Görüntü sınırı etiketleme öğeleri

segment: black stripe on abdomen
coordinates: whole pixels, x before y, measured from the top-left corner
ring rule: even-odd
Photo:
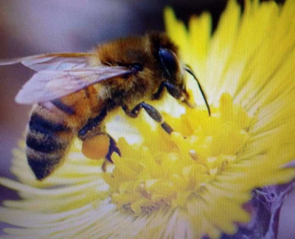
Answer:
[[[29,125],[28,161],[36,178],[40,180],[60,163],[74,134],[62,124],[50,121],[35,112],[31,116]]]
[[[60,142],[53,133],[43,134],[30,132],[27,136],[27,145],[36,151],[50,153],[64,149],[66,144]]]

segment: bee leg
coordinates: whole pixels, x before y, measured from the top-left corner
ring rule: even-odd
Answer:
[[[164,120],[164,119],[160,112],[148,104],[142,102],[137,105],[131,110],[129,110],[126,105],[122,106],[122,108],[127,116],[132,118],[137,117],[142,108],[144,108],[152,119],[161,124],[161,126],[168,134],[171,134],[174,131],[173,129]]]
[[[176,99],[185,103],[191,108],[195,107],[193,104],[188,101],[189,95],[185,89],[180,90],[175,85],[167,81],[163,81],[161,83],[158,91],[154,94],[153,99],[159,99],[162,95],[164,88],[166,88],[169,94]]]
[[[101,126],[100,125],[101,122],[106,116],[107,113],[107,109],[104,109],[95,118],[89,119],[86,124],[79,131],[78,135],[82,141],[89,137],[95,137],[99,135],[106,135],[109,138],[110,144],[109,145],[108,153],[105,157],[108,161],[113,163],[113,161],[111,158],[112,154],[115,152],[119,156],[121,156],[121,152],[117,147],[115,140],[109,134],[103,132]]]

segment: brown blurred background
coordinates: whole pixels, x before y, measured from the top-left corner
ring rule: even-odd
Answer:
[[[193,14],[209,11],[214,28],[226,2],[0,0],[0,59],[43,53],[86,51],[97,43],[118,37],[150,30],[164,30],[163,10],[168,5],[185,22]],[[0,177],[13,178],[9,171],[11,149],[26,127],[30,109],[29,106],[17,104],[14,98],[33,73],[19,64],[0,67]],[[17,198],[17,195],[0,185],[0,202],[9,198]],[[292,207],[295,204],[291,198],[282,210],[280,238],[295,238],[295,209]],[[0,229],[3,226],[0,225]]]

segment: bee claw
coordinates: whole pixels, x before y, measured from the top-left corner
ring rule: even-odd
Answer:
[[[120,149],[117,147],[116,141],[112,138],[111,136],[109,136],[110,138],[110,145],[109,146],[109,151],[108,151],[108,153],[105,156],[106,159],[108,160],[109,162],[111,163],[114,163],[112,158],[111,158],[111,156],[113,152],[117,153],[120,157],[121,156],[121,152],[120,151]]]

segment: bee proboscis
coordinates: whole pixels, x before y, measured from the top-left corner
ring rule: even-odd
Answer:
[[[33,104],[26,153],[39,180],[61,164],[75,135],[83,141],[107,136],[110,143],[105,158],[112,162],[113,153],[120,155],[103,127],[108,112],[115,108],[121,107],[131,117],[136,117],[143,108],[170,134],[172,128],[145,101],[160,99],[166,88],[174,98],[193,107],[185,88],[185,72],[196,79],[210,115],[199,81],[180,61],[177,47],[164,33],[119,39],[98,45],[89,53],[43,54],[3,61],[0,65],[18,63],[36,71],[15,100]]]

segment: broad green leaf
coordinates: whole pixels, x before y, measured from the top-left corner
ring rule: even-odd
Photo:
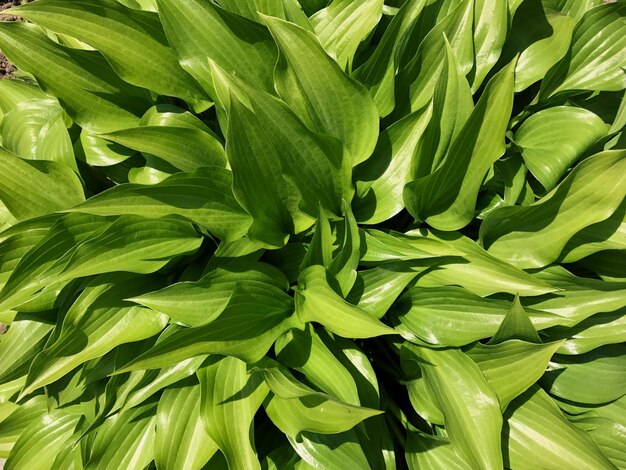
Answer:
[[[478,366],[458,349],[406,347],[420,362],[457,455],[471,468],[500,468],[502,415],[496,393]]]
[[[200,417],[228,467],[260,469],[254,452],[254,415],[268,393],[260,373],[248,373],[245,362],[216,358],[198,370]]]
[[[63,377],[114,347],[154,336],[167,318],[124,301],[150,288],[145,278],[109,276],[94,279],[68,310],[61,333],[33,361],[23,394]],[[152,280],[154,285],[154,280]]]
[[[271,199],[272,193],[277,193],[273,198],[282,199],[293,218],[296,232],[311,226],[311,217],[317,215],[320,204],[339,215],[341,200],[352,197],[350,158],[341,143],[312,132],[283,101],[226,76],[223,70],[215,67],[212,70],[215,83],[226,88],[220,94],[225,109],[230,107],[228,103],[232,99],[239,99],[242,103],[249,101],[249,109],[239,104],[235,112],[228,113],[229,122],[234,120],[239,132],[248,135],[250,140],[229,139],[227,145],[233,171],[238,175],[236,179],[241,182],[239,186],[243,186],[238,191],[239,197],[243,198],[244,189],[253,186],[252,183],[263,174],[265,184],[269,188],[276,186],[276,189],[268,190],[269,194],[261,192],[262,199]],[[227,134],[233,136],[237,132],[231,129]],[[249,162],[251,154],[258,161],[256,172],[252,171],[254,168]],[[247,199],[254,202],[250,196]],[[265,206],[260,205],[257,211],[270,209],[267,203]]]
[[[181,66],[215,98],[209,60],[254,87],[273,92],[276,46],[254,21],[203,0],[157,0],[167,40]]]
[[[65,113],[55,100],[29,100],[7,112],[0,125],[2,146],[28,160],[51,160],[78,171]]]
[[[201,469],[217,451],[200,417],[200,385],[189,379],[168,387],[157,407],[154,460],[165,470]]]
[[[446,49],[444,37],[449,41],[461,72],[468,73],[472,69],[474,0],[447,3],[454,4],[452,11],[428,32],[412,60],[398,74],[396,103],[403,108],[410,105],[411,112],[424,107],[433,96],[444,68],[441,60]]]
[[[577,277],[560,266],[537,271],[533,276],[561,290],[524,299],[524,305],[560,315],[565,326],[573,326],[596,313],[626,307],[626,282]]]
[[[563,338],[559,354],[583,354],[599,346],[626,341],[626,311],[598,313],[571,328],[551,328],[550,339]]]
[[[154,458],[156,403],[108,418],[98,428],[85,470],[141,470]]]
[[[626,395],[626,346],[611,344],[576,356],[557,355],[544,376],[547,390],[578,403],[599,404]]]
[[[413,287],[391,309],[401,334],[438,346],[463,346],[496,334],[512,304],[483,299],[460,287]],[[559,315],[526,310],[543,330],[567,323]]]
[[[378,24],[382,0],[333,0],[311,16],[315,35],[339,67],[352,69],[357,47]]]
[[[52,410],[33,419],[15,443],[4,468],[53,468],[57,453],[74,433],[79,418],[77,414]]]
[[[328,470],[370,466],[354,430],[340,434],[303,432],[298,438],[289,437],[289,443],[302,460],[312,468],[318,468],[320,464]]]
[[[626,249],[626,201],[602,222],[589,225],[569,239],[559,259],[579,261],[603,250]]]
[[[469,83],[450,43],[444,40],[446,61],[433,92],[432,118],[411,160],[410,179],[429,175],[441,165],[474,109]]]
[[[150,106],[149,93],[122,81],[99,52],[64,48],[34,25],[0,24],[0,48],[88,131],[134,127]]]
[[[280,281],[278,282],[277,277]],[[218,268],[196,282],[181,282],[131,300],[188,326],[201,326],[217,318],[232,303],[254,303],[264,291],[281,295],[286,280],[266,264],[249,269]]]
[[[54,327],[49,316],[18,313],[0,339],[0,380],[8,382],[28,373],[31,361],[45,346]]]
[[[496,64],[508,33],[508,8],[500,0],[474,0],[474,69],[472,92],[475,93]]]
[[[519,295],[515,296],[511,309],[502,320],[496,334],[489,340],[489,344],[498,344],[511,339],[541,344],[537,330],[519,301]]]
[[[524,162],[546,191],[608,132],[597,115],[583,108],[555,106],[526,119],[515,133]]]
[[[0,201],[18,220],[67,209],[85,200],[83,187],[67,166],[23,160],[0,148]]]
[[[472,468],[457,455],[448,439],[420,431],[409,430],[407,432],[404,455],[409,470],[422,468],[469,470]]]
[[[384,222],[404,209],[402,190],[411,180],[411,161],[431,115],[427,107],[389,126],[378,136],[372,158],[355,168],[353,210],[359,222]]]
[[[480,296],[497,292],[534,296],[556,290],[550,283],[533,278],[492,256],[474,240],[458,232],[419,229],[407,232],[406,236],[417,241],[438,241],[444,243],[448,250],[456,251],[449,253],[450,258],[442,259],[441,264],[420,276],[418,284],[424,287],[459,285]]]
[[[509,468],[614,468],[591,438],[572,426],[536,385],[507,409],[503,442],[507,442],[504,464]]]
[[[560,341],[533,344],[517,339],[500,344],[476,343],[467,355],[478,365],[500,400],[500,408],[524,393],[543,375]]]
[[[132,10],[109,0],[41,0],[12,12],[96,48],[113,70],[133,85],[180,97],[198,110],[207,107],[202,88],[180,67],[167,46],[156,13]]]
[[[317,322],[344,338],[396,334],[375,317],[350,305],[328,284],[323,266],[304,270],[296,290],[296,315],[301,322]]]
[[[316,392],[280,367],[262,370],[273,394],[266,401],[265,410],[272,422],[287,436],[296,437],[303,431],[318,434],[345,432],[381,413]]]
[[[541,84],[540,99],[557,93],[620,91],[626,87],[626,6],[599,5],[587,11],[576,24],[567,55]]]
[[[556,260],[567,241],[613,214],[626,195],[626,151],[587,158],[547,196],[527,207],[493,211],[480,227],[483,246],[521,268]],[[615,188],[598,191],[599,188]]]
[[[396,106],[395,76],[407,36],[424,8],[425,0],[408,0],[394,15],[371,57],[353,73],[372,95],[378,114],[385,117]]]
[[[348,78],[310,32],[277,18],[264,21],[280,50],[280,96],[312,129],[343,142],[352,166],[365,161],[378,135],[378,111],[367,89]]]
[[[355,380],[311,326],[288,331],[274,349],[281,363],[302,372],[319,389],[346,403],[360,404]]]
[[[211,323],[183,328],[156,344],[117,373],[159,369],[189,357],[224,354],[246,362],[259,361],[285,331],[301,327],[293,313],[293,299],[277,289],[266,289],[250,305],[249,297],[230,303]]]
[[[525,1],[515,11],[503,57],[519,54],[515,91],[527,89],[565,56],[572,39],[574,18],[560,14],[540,0]]]
[[[204,168],[173,175],[152,186],[119,185],[89,198],[73,211],[154,218],[180,215],[221,239],[235,240],[247,232],[250,216],[235,200],[231,185],[230,171]]]
[[[468,2],[471,3],[471,2]],[[482,178],[504,153],[504,133],[513,106],[511,62],[488,83],[449,155],[432,174],[408,183],[407,209],[440,230],[466,226],[474,216]]]

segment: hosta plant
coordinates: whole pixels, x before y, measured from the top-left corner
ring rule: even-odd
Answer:
[[[626,3],[10,14],[5,470],[626,468]]]

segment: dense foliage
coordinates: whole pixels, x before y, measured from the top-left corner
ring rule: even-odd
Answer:
[[[626,3],[10,14],[5,470],[626,468]]]

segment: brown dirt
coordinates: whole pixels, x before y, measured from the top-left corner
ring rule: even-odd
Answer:
[[[0,0],[0,11],[7,10],[22,3],[22,0]],[[0,16],[0,21],[17,21],[17,16]],[[10,77],[15,72],[15,66],[7,60],[5,55],[0,51],[0,79]]]

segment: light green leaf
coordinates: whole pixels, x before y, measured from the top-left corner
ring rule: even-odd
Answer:
[[[533,344],[512,339],[500,344],[476,343],[467,355],[478,365],[505,410],[543,375],[560,341]]]
[[[611,344],[577,356],[557,355],[543,380],[557,397],[599,404],[626,395],[626,346]]]
[[[333,0],[311,16],[315,35],[339,67],[352,69],[359,44],[378,24],[383,13],[382,0]]]
[[[399,331],[409,340],[463,346],[496,334],[512,304],[483,299],[460,287],[413,287],[391,310]],[[558,315],[527,309],[533,326],[543,330],[567,323]]]
[[[260,90],[273,92],[276,46],[254,21],[203,0],[157,0],[167,40],[181,66],[215,98],[209,60]]]
[[[395,103],[395,76],[411,28],[418,20],[425,0],[408,0],[394,15],[371,57],[352,76],[369,88],[378,114],[390,114]],[[384,6],[383,6],[384,7]]]
[[[626,5],[607,3],[587,11],[574,28],[567,55],[541,83],[540,99],[581,90],[626,88]]]
[[[0,48],[88,131],[134,127],[150,106],[148,91],[122,81],[100,53],[64,48],[34,25],[0,24]]]
[[[498,344],[511,339],[541,344],[537,330],[519,301],[519,295],[515,296],[511,309],[502,320],[496,334],[489,340],[489,344]]]
[[[277,18],[264,21],[280,49],[280,96],[312,129],[343,142],[352,166],[365,161],[378,135],[378,111],[367,89],[348,78],[310,32]]]
[[[612,469],[591,438],[573,427],[538,386],[514,400],[505,414],[504,464],[509,468]]]
[[[498,398],[480,369],[458,349],[405,347],[420,362],[457,455],[471,468],[500,468],[502,415]]]
[[[250,216],[235,200],[231,185],[230,171],[204,168],[173,175],[151,186],[119,185],[89,198],[73,211],[154,218],[180,215],[206,227],[221,239],[235,240],[248,230]]]
[[[108,418],[98,428],[85,470],[142,470],[154,458],[156,403]]]
[[[323,266],[305,269],[298,279],[296,315],[301,322],[317,322],[344,338],[371,338],[396,331],[342,299],[328,285]]]
[[[574,234],[607,219],[622,203],[625,156],[614,150],[589,157],[538,202],[493,211],[480,227],[483,246],[521,268],[550,264]],[[615,189],[598,191],[607,187]]]
[[[528,169],[550,191],[585,150],[607,132],[608,126],[591,111],[555,106],[526,119],[514,140]]]
[[[41,0],[37,5],[14,8],[12,13],[96,48],[113,70],[133,85],[180,97],[198,110],[207,107],[202,88],[167,46],[156,13],[107,0]]]
[[[150,282],[143,277],[119,280],[123,282],[98,277],[82,292],[68,310],[59,336],[33,361],[24,395],[120,344],[149,338],[165,327],[163,315],[123,300],[150,288]]]
[[[216,358],[198,370],[200,416],[211,439],[232,469],[260,469],[253,448],[252,421],[268,393],[260,373],[248,373],[245,362]]]
[[[359,222],[378,224],[404,209],[402,191],[411,180],[411,161],[431,115],[427,107],[393,123],[378,136],[372,158],[355,168],[353,210]]]
[[[80,415],[52,410],[30,421],[6,461],[6,470],[53,468],[57,453],[74,434]]]
[[[200,417],[200,385],[189,379],[168,387],[159,400],[154,461],[161,470],[199,470],[218,450]]]
[[[471,2],[468,2],[471,3]],[[504,133],[513,106],[514,62],[488,83],[449,155],[432,174],[408,183],[407,209],[440,230],[456,230],[474,217],[481,181],[504,153]]]
[[[67,209],[85,200],[83,187],[67,166],[23,160],[0,148],[0,201],[18,220]]]

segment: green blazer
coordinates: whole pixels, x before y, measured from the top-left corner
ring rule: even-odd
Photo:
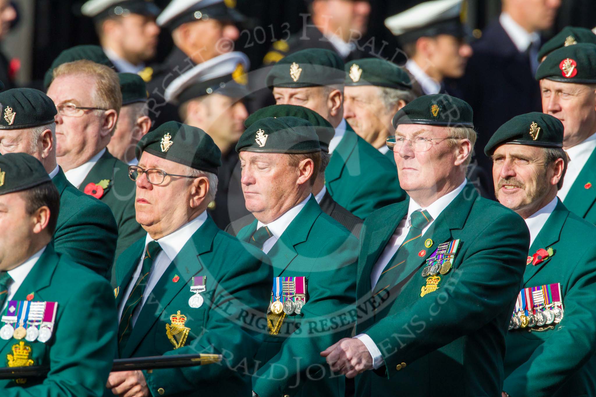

Göreviniz = Yukarıdaki kayıtlarda "leaf" dizesinin geçtiği satırların hepsini seçip kopyalayınız.

Yanıt =
segment: broad green leaf
segment: light green leaf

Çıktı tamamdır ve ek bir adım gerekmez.